STUDY TEXT:
Bangladeshi politician, magazine editor (born 1980)

Radwan Mujib Siddiq Bobby (Note: রাদওয়ান মুজিব সিদ্দিক ববি); born 21 May 1980) is a British-Bangladeshi strategy consultant, politician, policy magazine editor and businessman. He is a trustee of the center-left think tank, Centre for Research and Information of Awami League. He is a son of Sheikh Rehana, the youngest daughter of Sheikh Mujibur Rahman. His sister, Tulip Siddiq, is a British Labour Party politician and former Economic Secretary to the Treasury.

==Early life and education==
Radwan was born on 21 May 1980 in the United Kingdom. He is a London School of Economics graduate in political science.

==Career==
Radwan looks after the institution as a trustee of Center for Research and Information (CRI), the research institute aligned with Awami League's 'Young Bangla'. In August 2022, Radwan served as Strategic Advisor – Governance at UNDP Bangladesh.

In April 2025, the Anti-Corruption Commission seized Radwan's properties and those of his family members after filing a successful petition with Dhaka Metropolitan Senior Special Judge Md Zakir Hossain.

Referring expression data
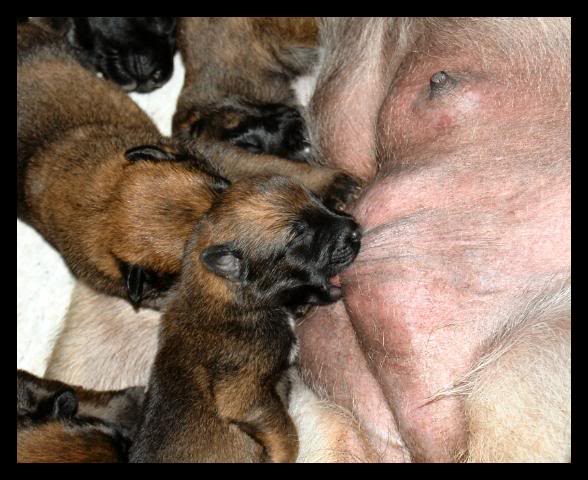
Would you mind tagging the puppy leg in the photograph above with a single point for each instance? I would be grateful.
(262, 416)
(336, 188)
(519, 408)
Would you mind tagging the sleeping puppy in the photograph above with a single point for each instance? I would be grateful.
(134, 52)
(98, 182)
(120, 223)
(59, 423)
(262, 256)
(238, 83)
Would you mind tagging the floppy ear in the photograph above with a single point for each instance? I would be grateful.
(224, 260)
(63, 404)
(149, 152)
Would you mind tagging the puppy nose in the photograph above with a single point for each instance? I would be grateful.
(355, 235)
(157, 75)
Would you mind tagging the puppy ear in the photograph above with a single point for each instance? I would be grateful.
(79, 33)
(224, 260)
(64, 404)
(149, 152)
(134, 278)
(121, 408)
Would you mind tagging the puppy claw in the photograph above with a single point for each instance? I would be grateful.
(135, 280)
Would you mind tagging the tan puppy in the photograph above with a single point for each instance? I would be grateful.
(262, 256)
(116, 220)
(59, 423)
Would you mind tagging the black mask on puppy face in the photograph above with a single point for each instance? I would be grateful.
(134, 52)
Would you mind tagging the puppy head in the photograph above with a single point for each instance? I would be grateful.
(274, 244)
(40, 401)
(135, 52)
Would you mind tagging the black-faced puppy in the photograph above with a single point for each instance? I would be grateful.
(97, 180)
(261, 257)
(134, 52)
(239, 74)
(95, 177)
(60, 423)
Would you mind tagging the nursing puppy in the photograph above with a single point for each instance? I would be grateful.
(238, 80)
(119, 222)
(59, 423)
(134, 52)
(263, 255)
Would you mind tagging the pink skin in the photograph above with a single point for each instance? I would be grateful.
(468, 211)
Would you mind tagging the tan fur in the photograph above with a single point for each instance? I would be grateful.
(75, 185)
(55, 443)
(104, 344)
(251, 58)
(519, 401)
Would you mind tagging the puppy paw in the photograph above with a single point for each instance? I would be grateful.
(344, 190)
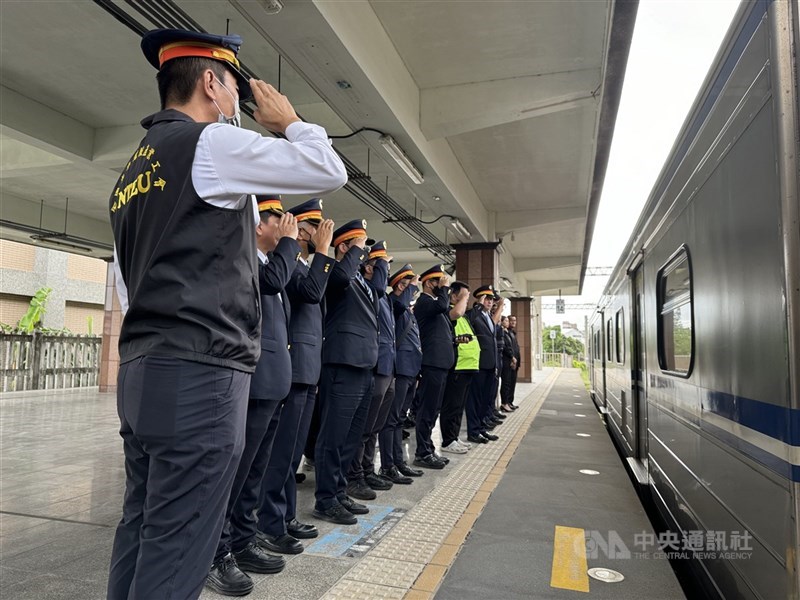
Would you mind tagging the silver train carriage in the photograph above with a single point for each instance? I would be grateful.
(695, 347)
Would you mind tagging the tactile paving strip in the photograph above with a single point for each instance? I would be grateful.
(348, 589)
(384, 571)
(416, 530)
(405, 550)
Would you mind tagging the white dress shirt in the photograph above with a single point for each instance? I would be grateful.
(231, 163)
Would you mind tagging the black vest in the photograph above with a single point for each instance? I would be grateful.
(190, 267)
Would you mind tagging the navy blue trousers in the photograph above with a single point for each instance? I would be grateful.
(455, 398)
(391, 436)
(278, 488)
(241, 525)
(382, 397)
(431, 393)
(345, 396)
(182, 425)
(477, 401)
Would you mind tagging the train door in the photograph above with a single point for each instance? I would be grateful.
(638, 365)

ACTIVITY 1: Translate into Spanish this sentence from the biography of Radwan Mujib Siddiq Bobby: "Radwan was born on 21 May 1980 in the United Kingdom."
ACTIVITY 2: Write a continuation of the biography of Radwan Mujib Siddiq Bobby, beginning after its final sentence.

ANSWER AREA 1: Radwan nació el 21 de mayo de 1980 en el Reino Unido.

ANSWER AREA 2:
The seizures were linked to corruption cases involving the allocation of government-developed plots of land, in which Radwan and other members of Sheikh Hasina's family were later tried and convicted in absentia. In the same plot allocation case involving Tulip Siddiq, a group of British lawyers described the proceedings as "contrived and unfair". He is a councilor of Bangladesh Awami League.
In February 2026, he was sentenced to 7 years in jail for the Purbachal scam cases.

==Personal life==
Radwan is the eldest among the brothers and sisters. He is married to Peppi Siddiq, a Finnish citizen.
 Together they have a daughter and a son.